-- Document segment --
==*==
December 1998
Features

Microseismic monitoring: Listen and see the reservoir

Part 1 - Minute earthquakes caused by reactions to fluid movement/ production can be used to image structures and flow conduits in reservoirs

December 1998 Vol. 219 No. 12 
Feature Article 

Microseismic monitoring: Listen and see the reservoir

Part 1 – More akin to earthquake seismology than seismic reflection imaging, changes in reservoirs create signals that reveal internal reservoir structures and flow conduits otherwise unseen

Andy Jupe, John Cowles and Rob Jones, CSM Associates Ltd., Penryn, Cornwall, UK

Passive seismic monitoring refers to locating sounds that arise from reservoir changes. Accurately mapping the precise locations of these signals allows delineation of fault structures and flow regimes within the reservoir.

This is the first of a two-part article. It describes the brief history of passive seismic monitoring, the theory behind its use in reservoir imaging and how it is acquired, processed and applied. In March, Part 2 will describe a recently completed case history of a North Sea reservoir.
==*==
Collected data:
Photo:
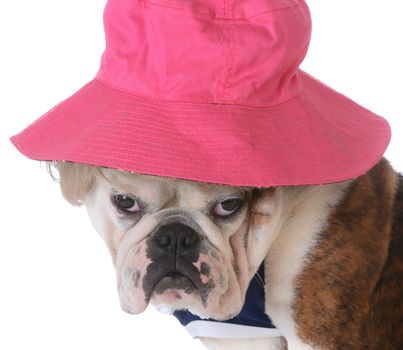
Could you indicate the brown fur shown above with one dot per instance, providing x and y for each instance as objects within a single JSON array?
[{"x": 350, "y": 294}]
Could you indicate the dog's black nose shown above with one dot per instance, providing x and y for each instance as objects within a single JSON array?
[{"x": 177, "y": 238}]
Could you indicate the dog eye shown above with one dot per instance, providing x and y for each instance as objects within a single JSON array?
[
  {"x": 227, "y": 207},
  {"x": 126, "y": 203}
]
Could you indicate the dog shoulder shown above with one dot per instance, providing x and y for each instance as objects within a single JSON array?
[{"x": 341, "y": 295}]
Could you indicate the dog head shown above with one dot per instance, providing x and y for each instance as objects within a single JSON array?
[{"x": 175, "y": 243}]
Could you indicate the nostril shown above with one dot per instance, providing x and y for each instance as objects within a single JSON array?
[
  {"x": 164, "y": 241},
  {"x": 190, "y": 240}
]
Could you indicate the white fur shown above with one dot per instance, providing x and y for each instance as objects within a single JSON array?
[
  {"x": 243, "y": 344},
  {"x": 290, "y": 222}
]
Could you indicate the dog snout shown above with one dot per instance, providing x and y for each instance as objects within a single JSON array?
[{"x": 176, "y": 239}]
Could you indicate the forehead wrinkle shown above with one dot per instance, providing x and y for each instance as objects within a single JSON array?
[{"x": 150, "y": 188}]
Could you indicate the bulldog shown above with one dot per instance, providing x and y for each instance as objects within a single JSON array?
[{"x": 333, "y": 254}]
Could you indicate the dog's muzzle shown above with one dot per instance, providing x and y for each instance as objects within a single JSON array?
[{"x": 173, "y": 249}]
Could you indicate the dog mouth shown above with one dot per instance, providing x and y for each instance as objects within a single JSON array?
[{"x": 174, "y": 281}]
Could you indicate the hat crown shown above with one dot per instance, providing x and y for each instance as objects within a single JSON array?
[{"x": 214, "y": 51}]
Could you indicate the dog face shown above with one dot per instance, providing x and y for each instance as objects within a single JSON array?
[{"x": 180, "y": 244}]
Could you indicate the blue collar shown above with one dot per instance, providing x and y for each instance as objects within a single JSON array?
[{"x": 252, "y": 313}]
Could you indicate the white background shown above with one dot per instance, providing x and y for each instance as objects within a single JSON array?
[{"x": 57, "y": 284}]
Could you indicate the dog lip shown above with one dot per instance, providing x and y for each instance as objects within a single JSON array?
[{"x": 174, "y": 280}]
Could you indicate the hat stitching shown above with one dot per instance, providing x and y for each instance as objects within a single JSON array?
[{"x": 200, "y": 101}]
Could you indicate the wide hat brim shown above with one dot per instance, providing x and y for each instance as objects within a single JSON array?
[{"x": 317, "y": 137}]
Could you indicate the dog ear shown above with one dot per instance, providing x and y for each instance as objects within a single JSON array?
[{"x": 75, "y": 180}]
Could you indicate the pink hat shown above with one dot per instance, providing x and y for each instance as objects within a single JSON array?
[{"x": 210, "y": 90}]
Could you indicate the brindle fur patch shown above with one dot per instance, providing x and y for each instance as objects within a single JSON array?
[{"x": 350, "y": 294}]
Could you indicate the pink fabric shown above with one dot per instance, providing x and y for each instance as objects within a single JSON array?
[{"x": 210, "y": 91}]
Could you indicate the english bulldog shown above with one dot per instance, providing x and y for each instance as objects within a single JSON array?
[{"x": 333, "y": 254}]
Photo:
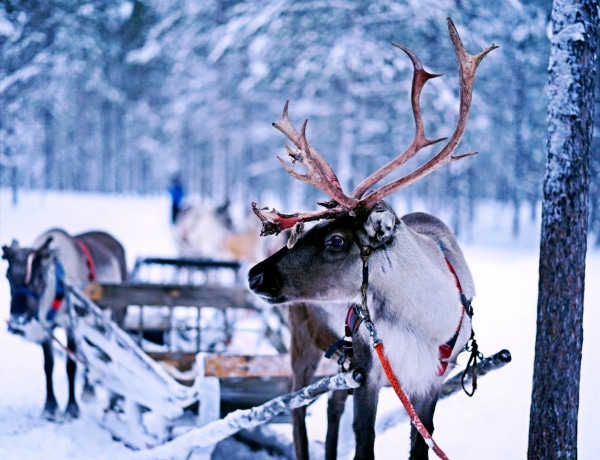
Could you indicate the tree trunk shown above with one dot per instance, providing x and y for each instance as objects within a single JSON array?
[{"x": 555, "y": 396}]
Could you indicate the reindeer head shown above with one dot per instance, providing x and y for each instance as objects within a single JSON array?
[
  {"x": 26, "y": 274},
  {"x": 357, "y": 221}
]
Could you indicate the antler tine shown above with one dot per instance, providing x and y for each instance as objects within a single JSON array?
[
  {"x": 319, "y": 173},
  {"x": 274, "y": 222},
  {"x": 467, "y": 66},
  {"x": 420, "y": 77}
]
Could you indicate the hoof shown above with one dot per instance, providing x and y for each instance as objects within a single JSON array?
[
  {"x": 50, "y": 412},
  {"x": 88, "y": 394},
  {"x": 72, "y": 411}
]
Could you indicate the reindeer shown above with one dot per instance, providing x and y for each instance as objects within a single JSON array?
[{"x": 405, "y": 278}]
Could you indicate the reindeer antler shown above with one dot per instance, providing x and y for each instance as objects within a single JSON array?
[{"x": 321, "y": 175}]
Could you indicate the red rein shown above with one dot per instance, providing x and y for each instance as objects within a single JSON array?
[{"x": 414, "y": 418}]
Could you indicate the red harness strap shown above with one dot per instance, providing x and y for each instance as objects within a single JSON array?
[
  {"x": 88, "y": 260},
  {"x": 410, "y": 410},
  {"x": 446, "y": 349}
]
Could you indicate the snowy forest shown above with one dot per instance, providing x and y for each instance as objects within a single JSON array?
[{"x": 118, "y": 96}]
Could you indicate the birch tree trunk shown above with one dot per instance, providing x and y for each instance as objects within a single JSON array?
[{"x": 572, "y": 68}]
==*==
-- Required tasks --
1 – In the microseismic monitoring article, give the stretch from "December 1998 Vol." through "North Sea reservoir." again with "signals" switched to "events".
2 – Name every author credited on the microseismic monitoring article.

-- Answers for the tasks --
1 –
December 1998 Vol. 219 No. 12 
Feature Article 

Microseismic monitoring: Listen and see the reservoir

Part 1 – More akin to earthquake seismology than seismic reflection imaging, changes in reservoirs create events that reveal internal reservoir structures and flow conduits otherwise unseen

Andy Jupe, John Cowles and Rob Jones, CSM Associates Ltd., Penryn, Cornwall, UK

Passive seismic monitoring refers to locating sounds that arise from reservoir changes. Accurately mapping the precise locations of these events allows delineation of fault structures and flow regimes within the reservoir.

This is the first of a two-part article. It describes the brief history of passive seismic monitoring, the theory behind its use in reservoir imaging and how it is acquired, processed and applied. In March, Part 2 will describe a recently completed case history of a North Sea reservoir.

2 – Andy Jupe, John Cowles, Rob Jones